## Fragmento aportado
---------------

Cataluña ha seguido los pasos del «movimiento vasco de liberación nacional». De momento, ha conseguido incendiar las calles, copiando los métodos de la «kale borroka» y ha organizado un golpe de estado, disfrazado de grotesco referéndum. El independentismo catalán presume de «presos políticos», cuando en realidad se trata de políticos presos por infringir leyes democráticas. Otegi es recibido en Cataluña con alfombra roja. Los pactos políticos entre un PSOE desfigurado por la ambición de Pedro Sánchez, el populismo de Pablo Iglesias y los partidos nacionalistas han creado un nuevo escenario donde las víctimas de ETA ya solo son arqueología y no memoria viva. Se ha cumplido lo que ya advirtió Gregorio Ordoñez: comprar una escopeta y utilizarla se ha revelado más útil que depositar una papeleta en una urna. Ha surgido así una pedagogía política que corrompe a las nuevas generaciones. En el País Vasco y Cataluña, un sector significativo de la juventud considera que la violencia es un instrumento legítimo.

---------------

## Tareas
1 > En el fragmento sobre el independentismo catalán, ¿qué había advertido Gregorio Ordoñez?
2 > Enumera todas las personas que se mencionan por su nombre en el fragmento sobre el independentismo catalán.
3 > Prolonga el fragmento sobre el independentismo catalán a partir de su última oración.

---------------

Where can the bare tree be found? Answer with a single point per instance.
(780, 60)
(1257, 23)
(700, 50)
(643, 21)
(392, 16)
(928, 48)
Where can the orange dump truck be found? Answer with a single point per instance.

---------------

## Respuestas por tarea
1 > Que comprar una escopeta y utilizarla resultaría más útil que depositar una papeleta en una urna.

2 > Otegi, Pedro Sánchez, Pablo Iglesias y Gregorio Ordoñez.

3 >
Mientras los etarras son aproximados al País Vasco, las víctimas viajan hacia el olvido. Su situación me recuerda a la de las víctimas de la Shoah después de la Segunda Guerra Mundial. Nadie quería oír hablar de ellas, pues su sufrimiento parecía irrelevante en una Europa que buscaba la reconciliación. Hasta que Alain Resnais rodó y estrenó el documental Noche y niebla en 1955, mostrando imágenes inéditas de los campos de exterminio, la conciencia de los europeos no comenzó a despertar, comprendiendo la magnitud de lo que había sucedido. Afortunadamente, el nazismo fue excluido de la vida política y sus jerarcas desfilaron por los tribunales, donde respondieron de sus crímenes. Salvo una minoría irrelevante, nadie se atrevió desde entonces a exaltar su memoria. Los líderes de ETA han pasado por los tribunales y han cumplido condenas más o menos largas, pero gozan de una vergonzosa respetabilidad. No se les ha visto humillados, como a Göring y a otros gerifaltes del nazismo tras ser condenados en los juicios de Núremberg, sino sonrientes y desafiantes, alardeando de su historial criminal. Corremos el riesgo de que la historia la escriban los verdugos y no las víctimas. De hecho, ya está sucediendo.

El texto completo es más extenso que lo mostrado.